> [Extracted data entries]
════════════════════

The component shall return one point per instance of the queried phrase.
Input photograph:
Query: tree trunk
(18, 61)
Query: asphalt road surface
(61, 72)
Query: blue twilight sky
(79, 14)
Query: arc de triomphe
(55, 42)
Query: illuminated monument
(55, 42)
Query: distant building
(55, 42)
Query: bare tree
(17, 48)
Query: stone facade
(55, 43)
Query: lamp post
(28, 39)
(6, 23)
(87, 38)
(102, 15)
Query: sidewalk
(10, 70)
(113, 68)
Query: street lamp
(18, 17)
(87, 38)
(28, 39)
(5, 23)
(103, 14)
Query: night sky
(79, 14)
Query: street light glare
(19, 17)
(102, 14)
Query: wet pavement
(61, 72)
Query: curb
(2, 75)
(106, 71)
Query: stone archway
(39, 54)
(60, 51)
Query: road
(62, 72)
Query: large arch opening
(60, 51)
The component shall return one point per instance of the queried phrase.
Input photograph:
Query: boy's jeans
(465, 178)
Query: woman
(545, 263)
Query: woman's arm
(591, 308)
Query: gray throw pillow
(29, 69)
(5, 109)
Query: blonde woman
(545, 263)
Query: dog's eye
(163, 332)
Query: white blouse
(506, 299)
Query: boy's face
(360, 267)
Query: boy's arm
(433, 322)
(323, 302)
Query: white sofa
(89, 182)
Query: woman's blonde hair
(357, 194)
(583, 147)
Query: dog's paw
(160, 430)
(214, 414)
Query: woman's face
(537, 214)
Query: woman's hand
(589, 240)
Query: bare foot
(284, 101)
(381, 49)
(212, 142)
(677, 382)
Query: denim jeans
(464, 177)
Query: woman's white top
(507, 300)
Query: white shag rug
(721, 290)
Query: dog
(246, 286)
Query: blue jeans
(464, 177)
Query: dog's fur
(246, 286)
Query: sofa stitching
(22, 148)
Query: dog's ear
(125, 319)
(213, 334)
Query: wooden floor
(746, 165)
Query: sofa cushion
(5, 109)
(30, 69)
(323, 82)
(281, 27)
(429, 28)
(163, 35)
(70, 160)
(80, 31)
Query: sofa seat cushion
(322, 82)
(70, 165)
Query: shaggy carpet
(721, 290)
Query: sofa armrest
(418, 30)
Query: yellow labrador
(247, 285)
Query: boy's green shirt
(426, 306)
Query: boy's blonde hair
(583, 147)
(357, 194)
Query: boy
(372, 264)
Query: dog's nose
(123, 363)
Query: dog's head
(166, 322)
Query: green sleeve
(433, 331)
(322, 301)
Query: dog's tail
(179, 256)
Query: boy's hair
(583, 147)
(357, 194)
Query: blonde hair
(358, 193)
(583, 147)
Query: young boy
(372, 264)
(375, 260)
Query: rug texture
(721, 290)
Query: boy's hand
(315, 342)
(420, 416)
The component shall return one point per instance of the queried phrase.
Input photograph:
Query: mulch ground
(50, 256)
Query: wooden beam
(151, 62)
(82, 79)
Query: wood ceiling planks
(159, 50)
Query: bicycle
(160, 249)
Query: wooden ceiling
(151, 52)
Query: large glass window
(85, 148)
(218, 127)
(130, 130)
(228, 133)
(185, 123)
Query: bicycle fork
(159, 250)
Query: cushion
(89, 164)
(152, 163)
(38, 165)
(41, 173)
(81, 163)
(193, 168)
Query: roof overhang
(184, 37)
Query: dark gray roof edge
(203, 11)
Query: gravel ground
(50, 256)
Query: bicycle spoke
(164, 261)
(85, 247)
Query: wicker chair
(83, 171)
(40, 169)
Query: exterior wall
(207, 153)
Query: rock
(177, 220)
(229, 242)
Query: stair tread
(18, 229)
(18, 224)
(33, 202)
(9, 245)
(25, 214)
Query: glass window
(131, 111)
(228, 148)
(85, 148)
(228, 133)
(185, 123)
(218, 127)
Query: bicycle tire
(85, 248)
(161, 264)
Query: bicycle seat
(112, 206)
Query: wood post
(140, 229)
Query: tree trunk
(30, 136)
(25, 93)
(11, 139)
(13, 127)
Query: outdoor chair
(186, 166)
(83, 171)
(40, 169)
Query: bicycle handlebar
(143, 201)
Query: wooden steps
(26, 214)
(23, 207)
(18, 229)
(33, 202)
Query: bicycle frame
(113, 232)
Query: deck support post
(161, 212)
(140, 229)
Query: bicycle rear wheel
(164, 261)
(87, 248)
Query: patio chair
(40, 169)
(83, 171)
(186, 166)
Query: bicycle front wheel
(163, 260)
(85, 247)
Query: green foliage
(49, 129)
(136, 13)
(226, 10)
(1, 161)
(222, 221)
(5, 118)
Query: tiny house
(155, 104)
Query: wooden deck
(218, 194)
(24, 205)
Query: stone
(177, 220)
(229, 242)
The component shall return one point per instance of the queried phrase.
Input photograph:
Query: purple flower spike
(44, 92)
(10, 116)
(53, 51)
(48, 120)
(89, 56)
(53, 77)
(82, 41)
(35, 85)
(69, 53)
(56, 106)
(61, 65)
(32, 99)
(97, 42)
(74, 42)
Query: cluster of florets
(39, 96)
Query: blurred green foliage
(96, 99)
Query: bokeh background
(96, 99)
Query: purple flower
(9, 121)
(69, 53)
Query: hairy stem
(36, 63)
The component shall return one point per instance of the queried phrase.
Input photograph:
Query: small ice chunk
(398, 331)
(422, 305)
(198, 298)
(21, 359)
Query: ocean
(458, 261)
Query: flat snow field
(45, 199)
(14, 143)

════════════════════

> [Goal of the exercise] All entries are to be reproduced verbatim, with none omitted.

> [Completed task]
The component shall return one point per instance of the queried phrase.
Input photograph:
Query: tree trunk
(18, 61)
Query: asphalt road surface
(61, 72)
Query: blue twilight sky
(79, 14)
Query: arc de triomphe
(55, 42)
Query: illuminated monument
(55, 42)
Query: distant building
(55, 42)
Query: bare tree
(17, 48)
Query: stone facade
(55, 43)
Query: lamp post
(28, 39)
(6, 23)
(87, 38)
(102, 15)
Query: sidewalk
(10, 70)
(113, 68)
Query: street lamp
(18, 17)
(87, 38)
(28, 39)
(5, 23)
(103, 14)
Query: night sky
(79, 14)
Query: street light glare
(19, 17)
(102, 14)
Query: wet pavement
(61, 72)
Query: curb
(2, 75)
(106, 71)
Query: stone archway
(39, 54)
(60, 51)
Query: road
(62, 72)
Query: large arch opening
(60, 51)
The component shall return one point per instance of the queried phrase.
Input photograph:
Query: boy's jeans
(465, 178)
Query: woman
(545, 263)
Query: woman's arm
(591, 308)
Query: gray throw pillow
(29, 69)
(5, 109)
Query: blonde woman
(545, 263)
Query: dog's eye
(163, 332)
Query: white blouse
(506, 299)
Query: boy's face
(360, 267)
Query: boy's arm
(433, 322)
(323, 302)
Query: white sofa
(89, 182)
Query: woman's blonde hair
(357, 194)
(583, 147)
Query: dog's paw
(160, 430)
(214, 414)
Query: woman's face
(537, 214)
Query: woman's hand
(589, 240)
Query: bare foot
(284, 101)
(381, 49)
(212, 142)
(677, 382)
Query: denim jeans
(464, 177)
Query: woman's white top
(507, 300)
Query: white shag rug
(721, 290)
Query: dog
(246, 286)
Query: blue jeans
(464, 177)
Query: dog's fur
(246, 286)
Query: sofa stitching
(22, 148)
Query: dog's ear
(125, 319)
(213, 334)
Query: wooden floor
(746, 165)
Query: sofa cushion
(5, 109)
(30, 69)
(323, 82)
(281, 27)
(429, 28)
(163, 35)
(70, 160)
(80, 31)
Query: sofa seat cushion
(322, 82)
(70, 165)
Query: shaggy carpet
(721, 290)
Query: sofa armrest
(418, 30)
Query: yellow labrador
(247, 285)
Query: boy's green shirt
(426, 306)
Query: boy's blonde hair
(583, 147)
(357, 194)
Query: boy
(372, 264)
Query: dog's nose
(123, 363)
Query: dog's head
(166, 322)
Query: green sleeve
(433, 331)
(322, 301)
Query: dog's tail
(179, 256)
Query: boy's hair
(583, 147)
(357, 194)
Query: blonde hair
(358, 193)
(583, 147)
Query: young boy
(372, 264)
(375, 260)
Query: rug texture
(721, 290)
Query: boy's hand
(315, 342)
(420, 416)
The component shall return one point per instance of the queried phrase.
Input photograph:
Query: mulch ground
(50, 256)
Query: wooden beam
(151, 62)
(82, 79)
Query: wood ceiling planks
(159, 50)
Query: bicycle
(160, 249)
Query: wooden ceiling
(151, 52)
Query: large glass window
(85, 148)
(218, 127)
(130, 130)
(228, 133)
(185, 123)
Query: bicycle fork
(159, 250)
Query: cushion
(89, 164)
(152, 163)
(38, 165)
(41, 173)
(81, 163)
(193, 168)
Query: roof overhang
(184, 37)
Query: dark gray roof edge
(203, 11)
Query: gravel ground
(50, 256)
Query: bicycle spoke
(164, 261)
(85, 247)
Query: wicker chair
(83, 171)
(40, 169)
Query: exterior wall
(207, 153)
Query: rock
(177, 220)
(229, 242)
Query: stair tread
(18, 229)
(18, 224)
(33, 202)
(9, 245)
(25, 214)
Query: glass window
(131, 111)
(228, 148)
(85, 148)
(228, 133)
(185, 123)
(218, 127)
Query: bicycle tire
(85, 248)
(161, 264)
Query: bicycle seat
(112, 206)
Query: wood post
(140, 229)
Query: tree trunk
(30, 136)
(25, 93)
(11, 139)
(13, 127)
Query: outdoor chair
(186, 166)
(83, 171)
(40, 169)
Query: bicycle handlebar
(143, 201)
Query: wooden steps
(26, 214)
(23, 207)
(18, 229)
(33, 202)
Query: bicycle frame
(113, 232)
Query: deck support post
(161, 212)
(140, 229)
Query: bicycle rear wheel
(164, 261)
(87, 248)
Query: patio chair
(40, 169)
(83, 171)
(186, 166)
Query: bicycle front wheel
(163, 260)
(85, 247)
Query: green foliage
(49, 129)
(136, 13)
(226, 10)
(1, 161)
(222, 221)
(5, 118)
Query: tiny house
(155, 104)
Query: wooden deck
(218, 194)
(24, 205)
Query: stone
(177, 220)
(229, 242)
The component shall return one point per instance of the queried phrase.
Input photograph:
Query: purple flower spike
(44, 92)
(10, 116)
(53, 51)
(48, 120)
(89, 56)
(53, 77)
(82, 41)
(35, 85)
(69, 53)
(56, 106)
(61, 65)
(32, 99)
(97, 42)
(74, 42)
Query: cluster of florets
(39, 96)
Query: blurred green foliage
(96, 99)
Query: bokeh background
(96, 99)
Query: purple flower
(9, 121)
(69, 53)
Query: hairy stem
(36, 63)
The component shall return one point per instance of the queried phrase.
Input photograph:
Query: small ice chunk
(398, 331)
(422, 305)
(198, 298)
(21, 359)
Query: ocean
(458, 261)
Query: flat snow field
(45, 199)
(14, 143)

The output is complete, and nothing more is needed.